- _WRITTEN PROBLEM 1_:
Reproduce verbatim the portion of the records running from the line containing "of the squirrel's" down to the end of the records, including both of these ends.

----------------------------------------

Author Archives: Alice Elt

Task 7. Histories of Art

Steinberg, L. From other Criteria. Pg. 948-953

 Published in 1972, people were craving change culturally and politically, presumably accepting Steinberg’s writing with open arms because of this. His forward thinking, progressive tone discusses how art is changing, along with the way in which onlookers receive Modern and Contemporary art, controversially stating that the work of artists in the Renaissance period is ‘flat’.

 

Serra, R. From the Yale Lecture. Pg. 1124-1127

Richard Serra discusses materials and their properties in the world of sculpture. To Serra, location and materials matter. This contradicts the ideas of Steinberg regarding the way in which the audience sees the work, as opposed to what physical matter the audience sees. Common in both texts is the sense that society was not yet undisturbed by the content of the artists’ work. There was still an uncertainty from the onlookers because a level of shock was provoked.

 

HARRISON, C. and WOOD, P. (1992) ART IN THEORY 1900-1990 An Anthology of Changing Ideas: Blackwell Publishers

 

Task 12. The Importance of Scale

 

 

 

Above is a large scale painting I produced in 2015.It is oil on canvas and stands 2.2m by 1.4m. I wanted to portray a sense of feminine assertiveness, without the figure coming across as aggressive. I find this is often an issue that women with assured opinions face. I painted a woman in a suit in a comfortable, seated position. However, what makes her most confident is her eye contact with the audience, breaking the forth wall. She has an awareness that is being looked at, however, due to her posture, this seems no problem.

Regardless of the height of the onlookers, the painting causes people to look up. This domineering feature of the painting is achieved through the scale. The model is larger than life size and this effect certainly wouldn’t be achieved so successfully is she was even half the current size.

----------------------------------------

- _WRITTEN PROBLEM 2_:
Translate into French the following sentence from the text on art criticism and scale: "To Serra, location and materials matter."

----------------------------------------

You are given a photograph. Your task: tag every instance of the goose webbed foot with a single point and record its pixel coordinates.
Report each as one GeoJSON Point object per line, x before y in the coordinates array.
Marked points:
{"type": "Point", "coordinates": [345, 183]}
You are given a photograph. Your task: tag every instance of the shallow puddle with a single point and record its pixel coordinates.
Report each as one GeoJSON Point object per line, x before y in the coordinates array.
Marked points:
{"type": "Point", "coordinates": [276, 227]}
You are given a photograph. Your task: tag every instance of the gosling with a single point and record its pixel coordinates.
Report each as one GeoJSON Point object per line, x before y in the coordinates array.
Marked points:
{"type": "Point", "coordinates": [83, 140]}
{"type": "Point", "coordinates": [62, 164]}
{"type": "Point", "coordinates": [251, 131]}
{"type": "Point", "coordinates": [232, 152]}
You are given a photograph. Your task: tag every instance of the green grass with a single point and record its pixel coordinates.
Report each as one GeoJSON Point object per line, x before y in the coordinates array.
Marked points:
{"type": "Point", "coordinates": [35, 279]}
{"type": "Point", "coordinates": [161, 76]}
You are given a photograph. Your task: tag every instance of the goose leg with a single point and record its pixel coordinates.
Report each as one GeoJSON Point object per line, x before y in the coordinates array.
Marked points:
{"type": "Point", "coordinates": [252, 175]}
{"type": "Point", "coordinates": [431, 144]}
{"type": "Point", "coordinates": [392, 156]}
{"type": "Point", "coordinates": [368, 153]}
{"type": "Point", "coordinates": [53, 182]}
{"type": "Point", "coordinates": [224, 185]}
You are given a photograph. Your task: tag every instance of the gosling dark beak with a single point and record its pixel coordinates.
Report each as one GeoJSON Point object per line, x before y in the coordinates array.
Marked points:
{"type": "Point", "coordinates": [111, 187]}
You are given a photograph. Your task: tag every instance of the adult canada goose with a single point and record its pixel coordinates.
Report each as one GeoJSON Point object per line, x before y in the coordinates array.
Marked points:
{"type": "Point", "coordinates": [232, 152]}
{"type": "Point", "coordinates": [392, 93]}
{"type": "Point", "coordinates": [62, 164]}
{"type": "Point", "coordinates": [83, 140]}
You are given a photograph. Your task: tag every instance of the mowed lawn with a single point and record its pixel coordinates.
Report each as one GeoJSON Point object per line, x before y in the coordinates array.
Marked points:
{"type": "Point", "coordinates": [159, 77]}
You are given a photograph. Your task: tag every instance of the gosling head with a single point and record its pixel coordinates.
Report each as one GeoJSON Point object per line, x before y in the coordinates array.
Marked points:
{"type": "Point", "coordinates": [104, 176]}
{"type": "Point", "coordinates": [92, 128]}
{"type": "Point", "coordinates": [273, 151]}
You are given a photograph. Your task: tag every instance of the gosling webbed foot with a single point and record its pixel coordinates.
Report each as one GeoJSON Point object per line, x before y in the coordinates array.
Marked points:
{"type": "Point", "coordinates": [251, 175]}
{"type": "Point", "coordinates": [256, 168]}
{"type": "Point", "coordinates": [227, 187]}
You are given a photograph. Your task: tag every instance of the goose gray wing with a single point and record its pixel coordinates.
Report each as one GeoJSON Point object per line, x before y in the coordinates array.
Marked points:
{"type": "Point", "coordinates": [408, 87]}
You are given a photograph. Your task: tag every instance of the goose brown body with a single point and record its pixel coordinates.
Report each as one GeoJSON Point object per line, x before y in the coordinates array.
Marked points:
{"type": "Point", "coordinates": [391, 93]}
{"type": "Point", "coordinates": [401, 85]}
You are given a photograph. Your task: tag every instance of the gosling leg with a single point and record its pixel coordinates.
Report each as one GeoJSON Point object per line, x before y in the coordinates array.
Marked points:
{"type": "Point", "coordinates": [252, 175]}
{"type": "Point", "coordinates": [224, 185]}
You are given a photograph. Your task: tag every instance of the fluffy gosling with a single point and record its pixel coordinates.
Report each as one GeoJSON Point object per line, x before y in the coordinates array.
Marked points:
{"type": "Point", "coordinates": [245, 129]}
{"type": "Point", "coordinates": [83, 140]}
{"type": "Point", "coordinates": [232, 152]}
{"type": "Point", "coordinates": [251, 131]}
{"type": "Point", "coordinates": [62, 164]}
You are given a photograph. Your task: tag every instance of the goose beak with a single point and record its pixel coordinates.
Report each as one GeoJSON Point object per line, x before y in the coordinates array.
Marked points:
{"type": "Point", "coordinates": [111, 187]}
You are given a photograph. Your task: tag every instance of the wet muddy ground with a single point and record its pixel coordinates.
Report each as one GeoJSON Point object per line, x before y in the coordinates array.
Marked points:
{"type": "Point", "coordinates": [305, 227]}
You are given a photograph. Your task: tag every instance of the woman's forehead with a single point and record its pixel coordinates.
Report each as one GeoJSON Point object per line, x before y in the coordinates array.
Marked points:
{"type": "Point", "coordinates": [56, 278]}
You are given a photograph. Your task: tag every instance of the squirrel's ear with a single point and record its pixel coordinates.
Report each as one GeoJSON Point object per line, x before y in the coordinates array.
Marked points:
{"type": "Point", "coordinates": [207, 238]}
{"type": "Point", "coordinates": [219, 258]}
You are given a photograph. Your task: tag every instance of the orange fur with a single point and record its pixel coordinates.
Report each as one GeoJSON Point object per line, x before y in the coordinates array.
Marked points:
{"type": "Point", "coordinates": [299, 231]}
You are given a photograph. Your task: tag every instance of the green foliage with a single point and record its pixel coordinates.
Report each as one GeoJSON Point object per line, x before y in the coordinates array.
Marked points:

----------------------------------------

- _RESPONSE 1_:
You are given a photograph. Your task: tag every instance of the squirrel's ear with a single point and record its pixel coordinates.
Report each as one GeoJSON Point object per line, x before y in the coordinates array.
Marked points:
{"type": "Point", "coordinates": [207, 238]}
{"type": "Point", "coordinates": [219, 258]}
You are given a photograph. Your task: tag every instance of the orange fur with a single point and record its pixel coordinates.
Report each as one GeoJSON Point object per line, x before y in the coordinates array.
Marked points:
{"type": "Point", "coordinates": [299, 231]}
You are given a photograph. Your task: tag every instance of the green foliage with a single point and record its pixel coordinates.
Report each as one GeoJSON Point object per line, x before y in the coordinates array.
Marked points:

- _RESPONSE 2_:
Pour Serra, l'emplacement et les matériaux comptent.